→ EXERCISE TEXT
--------------------
Ellis A. Adams, Ph.D.
Assistant Professor of Geography and Environmental Policy
University of Notre Dame
Website
Dr. Ellis Adjei Adams is an Assistant Professor at the University of Notre Dame. His research lies at the intersection of human-environment interactions in cities, poor urban and peri-urban, and informal settlements of Sub-Saharan Africa. His primary research for the past few years has explored institutional, governance, and socio-political dimensions of water resources and potable water access in the Sub-Saharan African context, including the role of neoliberal, market-based privatization of urban water supply. His most recent project funded by the National Science Foundation (NSF)’s Doctoral Dissertation Improvement Grant examined the impact of decentralization reforms (via community-public partnerships) on access to potable water in Malawi’s urban and peri-urban informal settlements.
Jessica Budds, DPhil.
Associate Professor in Geography and International Development
School of International Development
University of East Anglia
Website
Dr. Jessica Budds’s research explores shifting water-society relations in the context of economic change in the global South. Starting with the idea that water is socially produced and constructed, she seeks to elucidate the politics embedded in patterns of water allocation and use, modes of hydraulic infrastructure, water governance frameworks, and framings of water issues, over both time and space, which shape the lives, livelihoods, landscapes and identities of marginalised social groups. Her work has focused on two key themes: the application of neoliberal principles to water policy and their outcomes (water privatisation, water markets, payments for watershed ecosystem services), and the implications of increased demand for water by industrial sectors (agriculture, mining, hydropower). With empirical research concentrated in Latin America (Chile, Peru, Brazil), Budds’s work shows how these processes of hydrosocial change serve to legitimize and sustain existing unequal power relations and forms of capital accumulation.
--------------------
→ SUPPLIED INFORMATION

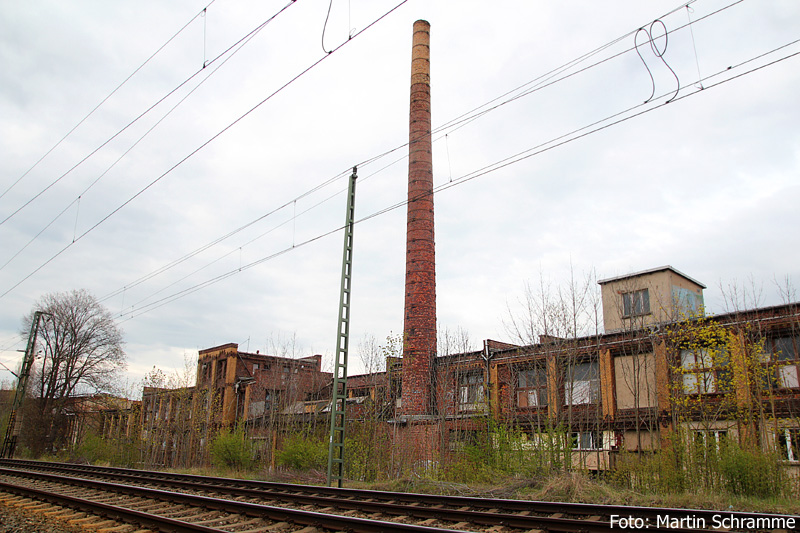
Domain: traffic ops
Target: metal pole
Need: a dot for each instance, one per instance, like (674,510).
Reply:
(14,424)
(339,393)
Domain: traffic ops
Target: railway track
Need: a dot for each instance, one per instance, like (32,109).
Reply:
(162,501)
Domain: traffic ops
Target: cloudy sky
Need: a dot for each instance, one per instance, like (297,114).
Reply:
(215,216)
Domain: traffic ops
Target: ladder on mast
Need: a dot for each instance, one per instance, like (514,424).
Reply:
(339,393)
(13,427)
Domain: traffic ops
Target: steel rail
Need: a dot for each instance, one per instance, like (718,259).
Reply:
(112,512)
(483,518)
(341,495)
(415,503)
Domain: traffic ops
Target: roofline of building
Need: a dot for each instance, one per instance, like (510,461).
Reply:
(214,348)
(651,271)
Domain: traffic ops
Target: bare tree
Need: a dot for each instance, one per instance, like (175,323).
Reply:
(81,353)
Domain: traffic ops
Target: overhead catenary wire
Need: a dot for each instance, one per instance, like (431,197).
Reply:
(227,54)
(104,100)
(557,142)
(459,122)
(241,43)
(201,147)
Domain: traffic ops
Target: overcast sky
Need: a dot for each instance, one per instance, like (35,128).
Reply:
(707,183)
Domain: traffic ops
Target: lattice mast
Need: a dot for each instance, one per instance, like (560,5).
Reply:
(339,394)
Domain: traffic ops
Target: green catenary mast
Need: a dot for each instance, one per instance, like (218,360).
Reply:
(339,394)
(12,430)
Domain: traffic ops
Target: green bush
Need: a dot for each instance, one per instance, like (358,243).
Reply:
(232,449)
(752,473)
(303,452)
(93,449)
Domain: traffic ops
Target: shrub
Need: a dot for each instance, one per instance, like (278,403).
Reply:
(232,449)
(752,473)
(303,452)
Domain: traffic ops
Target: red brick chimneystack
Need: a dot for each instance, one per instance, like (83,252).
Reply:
(420,302)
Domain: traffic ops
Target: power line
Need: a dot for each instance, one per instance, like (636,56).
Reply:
(238,45)
(562,140)
(241,43)
(457,123)
(104,100)
(203,145)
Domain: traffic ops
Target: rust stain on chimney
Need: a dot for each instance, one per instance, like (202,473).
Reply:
(420,298)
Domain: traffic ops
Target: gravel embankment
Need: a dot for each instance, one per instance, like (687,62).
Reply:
(16,520)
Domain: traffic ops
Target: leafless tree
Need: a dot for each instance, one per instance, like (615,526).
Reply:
(81,353)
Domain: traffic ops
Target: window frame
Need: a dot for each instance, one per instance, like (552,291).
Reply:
(592,394)
(471,390)
(636,303)
(783,362)
(532,380)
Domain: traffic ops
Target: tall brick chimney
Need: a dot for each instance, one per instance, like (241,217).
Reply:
(420,302)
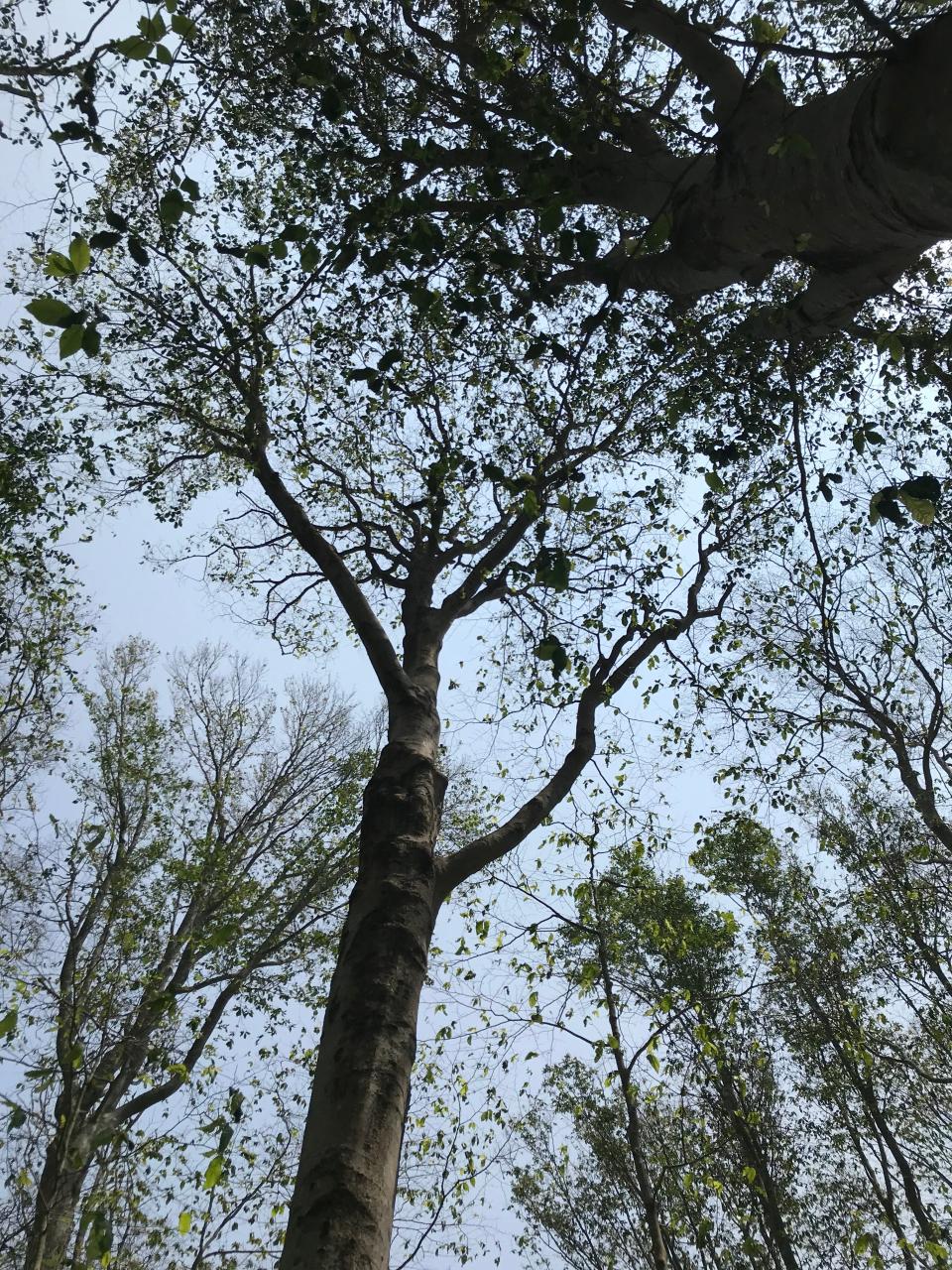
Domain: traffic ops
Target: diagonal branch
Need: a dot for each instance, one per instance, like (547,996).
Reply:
(375,640)
(706,63)
(607,679)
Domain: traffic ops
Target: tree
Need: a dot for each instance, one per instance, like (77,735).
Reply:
(381,338)
(456,489)
(774,1072)
(633,144)
(202,874)
(36,59)
(41,626)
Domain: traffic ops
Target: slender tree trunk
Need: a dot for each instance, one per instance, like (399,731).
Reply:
(341,1209)
(58,1199)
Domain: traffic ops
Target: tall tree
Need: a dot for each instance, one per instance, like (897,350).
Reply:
(203,873)
(371,298)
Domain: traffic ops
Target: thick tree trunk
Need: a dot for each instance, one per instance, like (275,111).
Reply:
(58,1199)
(857,185)
(343,1206)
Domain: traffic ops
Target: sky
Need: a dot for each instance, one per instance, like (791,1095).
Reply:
(173,607)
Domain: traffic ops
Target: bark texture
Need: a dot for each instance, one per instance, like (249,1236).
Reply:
(64,1169)
(857,185)
(343,1206)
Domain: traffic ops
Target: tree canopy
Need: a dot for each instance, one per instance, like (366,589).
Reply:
(574,359)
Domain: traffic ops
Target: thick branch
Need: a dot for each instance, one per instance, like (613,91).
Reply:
(375,640)
(483,851)
(706,63)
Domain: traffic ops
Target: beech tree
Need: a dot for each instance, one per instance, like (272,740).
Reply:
(203,873)
(460,299)
(767,1072)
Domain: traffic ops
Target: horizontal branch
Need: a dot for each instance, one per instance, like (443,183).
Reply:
(454,869)
(375,640)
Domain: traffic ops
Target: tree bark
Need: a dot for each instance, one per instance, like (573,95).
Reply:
(857,185)
(341,1209)
(58,1198)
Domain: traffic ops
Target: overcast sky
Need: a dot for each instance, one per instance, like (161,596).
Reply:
(173,607)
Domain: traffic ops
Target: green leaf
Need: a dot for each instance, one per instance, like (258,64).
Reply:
(884,504)
(59,266)
(71,340)
(104,239)
(100,1236)
(172,207)
(17,1118)
(51,312)
(551,649)
(184,27)
(531,503)
(552,570)
(136,249)
(921,511)
(551,218)
(135,48)
(153,28)
(923,486)
(91,341)
(212,1174)
(657,232)
(80,254)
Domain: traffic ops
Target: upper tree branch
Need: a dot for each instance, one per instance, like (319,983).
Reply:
(375,640)
(706,63)
(607,679)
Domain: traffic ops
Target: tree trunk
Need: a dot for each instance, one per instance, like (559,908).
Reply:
(341,1210)
(58,1199)
(856,183)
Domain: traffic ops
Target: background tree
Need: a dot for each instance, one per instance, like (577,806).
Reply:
(433,427)
(202,876)
(775,1087)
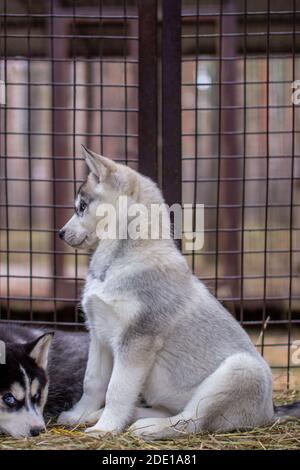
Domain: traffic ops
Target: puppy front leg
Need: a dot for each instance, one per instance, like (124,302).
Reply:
(124,388)
(97,375)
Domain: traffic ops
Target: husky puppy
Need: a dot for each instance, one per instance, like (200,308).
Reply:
(32,359)
(155,329)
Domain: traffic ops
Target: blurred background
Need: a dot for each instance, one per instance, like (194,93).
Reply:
(196,94)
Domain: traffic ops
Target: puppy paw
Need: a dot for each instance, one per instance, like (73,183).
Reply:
(151,429)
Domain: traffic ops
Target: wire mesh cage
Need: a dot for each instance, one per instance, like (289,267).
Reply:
(197,95)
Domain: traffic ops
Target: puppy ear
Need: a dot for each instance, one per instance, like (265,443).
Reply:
(98,165)
(38,350)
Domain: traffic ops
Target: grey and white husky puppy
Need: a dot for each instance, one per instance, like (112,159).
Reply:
(41,377)
(156,331)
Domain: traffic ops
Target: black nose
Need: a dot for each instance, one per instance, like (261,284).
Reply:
(61,234)
(35,431)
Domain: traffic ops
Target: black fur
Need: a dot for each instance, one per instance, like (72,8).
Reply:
(66,367)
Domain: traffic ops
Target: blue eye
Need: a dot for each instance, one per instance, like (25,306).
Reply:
(83,205)
(36,397)
(9,400)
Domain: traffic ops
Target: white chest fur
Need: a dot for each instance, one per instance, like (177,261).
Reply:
(109,312)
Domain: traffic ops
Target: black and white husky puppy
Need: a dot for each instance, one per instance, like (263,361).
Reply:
(41,375)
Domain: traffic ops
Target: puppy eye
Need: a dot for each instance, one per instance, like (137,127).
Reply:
(36,397)
(9,400)
(82,206)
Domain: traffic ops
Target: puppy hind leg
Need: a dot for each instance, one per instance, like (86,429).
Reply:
(236,395)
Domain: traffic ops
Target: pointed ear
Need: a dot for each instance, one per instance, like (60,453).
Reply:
(39,349)
(98,165)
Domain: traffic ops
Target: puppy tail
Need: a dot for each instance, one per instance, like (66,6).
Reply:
(287,412)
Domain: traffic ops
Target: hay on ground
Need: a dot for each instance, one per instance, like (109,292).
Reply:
(275,437)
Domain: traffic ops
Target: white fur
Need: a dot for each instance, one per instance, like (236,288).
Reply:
(157,331)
--------------------
→ TASK INSTRUCTIONS
**A)** In the researcher profiles, which country's urban and peri-urban informal settlements were the focus of Ellis Adams's NSF-funded project?
**B)** Write the next part of the researcher profiles, starting after the last sentence of Jessica Budds's profile.

→ TASK-BY-TASK RESULTS
**A)** Malawi

**B)**
Stroma Cole, Ph.D.
Senior Lecturer
University of Westminster
Dr. Stroma Cole is a Reader at the University of Westminster. She combines her academic career with action research and consultancy. Her research explores the interconnect between tourism, gender and water rights. Stroma has a long history of working on small islands particularly in Indonesia. She holds a British Academy Knowledge Frontier grant, and manages an interdisciplinary, international team to explore the connections between Household Water Insecurity and Gender Based Violence in Peru and Indonesia. Stroma is most well known for her tourism and water nexus research in Bali a longitudinal action research project. Stroma is an activist researcher critiquing the consequences of tourism development, in particular the overuse of water by hotels and the consequences for local women. Stroma is an Associate Editor for Annals of Tourism Research and on the editorial board at Journal of Sustainable Tourism and Tourism Geographies. She is a director of Equality in Tourism an international charity seeking to increase gender equality in tourism.
Vanessa Empinotti, Ph.D.
Assistant Professor
Universidade Federal do ABC
Website
Dr. Vanessa L. Empinotti is Assistant Professor in Rural Policy and Planning in the Spatial Planning Program at Federal University of ABC – UFABC – in Brazil. Her research employs Critical Political Ecology to analyze institutional arrangements, environmental governance, and power relations. She is interested in the studies of water security in marginalized settings; hydrosocial territories and spatial planning, and rural gentrification and the access to natural resources. Her early research focused on power relations and access to water in the context of participatory institutions in the São Francisco River Watershed in Brazil. More recently, she has investigated drought and its influence over water governance in megacities, the dynamics of water governance in agricultural frontier regions, transparency in water resources management, and water insecurity in São Paulo’s inner city in Brazil. She is currently driving two new projects: (1) the dynamics of rural gentrification in the Brazilian countryside and (2) water insecurity, alternative solutions, and vulnerability in the context of São Paulo macrometropole.
Leila M Harris, Ph.D.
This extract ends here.